#### Given data:
** start **
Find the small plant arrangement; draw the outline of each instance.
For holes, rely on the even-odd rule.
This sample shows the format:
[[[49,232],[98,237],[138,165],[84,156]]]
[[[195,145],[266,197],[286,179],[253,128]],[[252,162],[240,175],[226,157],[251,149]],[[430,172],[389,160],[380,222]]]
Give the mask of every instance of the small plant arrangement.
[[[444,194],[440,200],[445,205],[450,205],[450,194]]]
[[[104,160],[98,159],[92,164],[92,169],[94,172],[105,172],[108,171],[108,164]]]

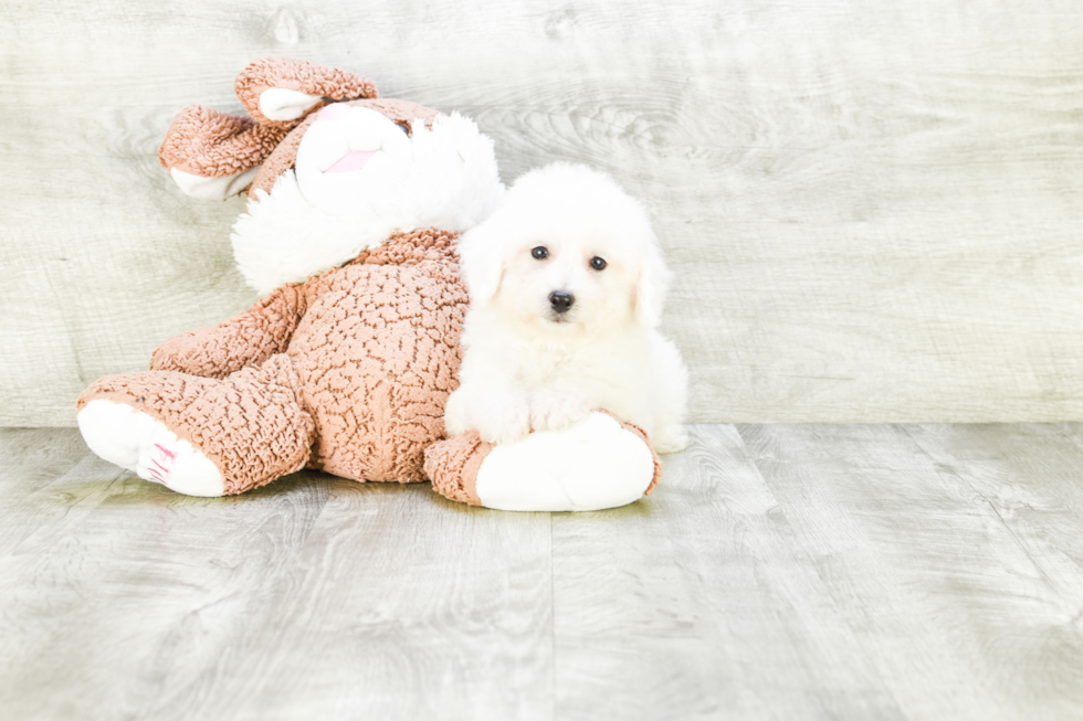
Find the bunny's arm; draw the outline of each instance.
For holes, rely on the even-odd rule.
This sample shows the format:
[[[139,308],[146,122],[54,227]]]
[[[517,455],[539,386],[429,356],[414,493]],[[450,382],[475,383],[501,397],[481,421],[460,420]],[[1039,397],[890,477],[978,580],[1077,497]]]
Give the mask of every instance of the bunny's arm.
[[[209,328],[174,336],[150,358],[150,369],[222,379],[286,350],[308,307],[305,286],[285,285],[248,311]]]

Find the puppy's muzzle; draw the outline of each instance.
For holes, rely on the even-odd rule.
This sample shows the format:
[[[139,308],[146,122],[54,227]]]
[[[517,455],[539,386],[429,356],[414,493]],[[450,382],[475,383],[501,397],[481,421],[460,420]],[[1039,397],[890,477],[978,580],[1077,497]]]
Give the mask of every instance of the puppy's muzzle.
[[[554,290],[549,294],[549,305],[556,312],[568,312],[576,297],[565,290]]]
** end **
#### What you have to do:
Copy all of the material above word for word, leaving the pictures out.

#### Exercise solution:
Find the small plant arrangement; draw the outline of each instance.
For holes, rely on the even-odd rule.
This sample shows the format:
[[[49,232],[98,237],[138,165],[84,156]]]
[[[195,145],[266,197],[286,179],[253,128]],[[252,162],[240,175],[226,157],[251,149]],[[430,172],[389,160],[380,222]]]
Give the mask of every instance of the small plant arrangement.
[[[444,194],[440,200],[445,205],[450,205],[450,194]]]
[[[104,160],[98,159],[92,164],[92,169],[94,172],[105,172],[108,171],[108,164]]]

Find the bunny's arm; draw the outline of each instance.
For holes, rely on the even-odd rule.
This sample shows the format:
[[[139,308],[146,122],[54,227]]]
[[[517,455],[539,386],[429,356],[414,493]],[[450,382],[475,383],[501,397],[481,421],[460,420]],[[1039,397],[890,477],[978,580],[1077,497]]]
Give the mask of every instance of the bunny's arm.
[[[209,328],[174,336],[150,358],[150,369],[222,379],[286,350],[308,307],[305,286],[285,285],[248,311]]]

Find the puppy's muzzle; draw the outline of each instance.
For holes, rely on the even-odd rule.
This sample shows the format:
[[[139,308],[146,122],[54,227]]]
[[[517,455],[539,386],[429,356],[414,493]],[[450,382],[475,383],[501,397],[481,421],[460,420]],[[1039,397],[890,477],[978,580],[1077,497]]]
Give the mask of every instance of the puppy's muzzle.
[[[554,290],[549,294],[549,305],[556,312],[568,312],[576,297],[565,290]]]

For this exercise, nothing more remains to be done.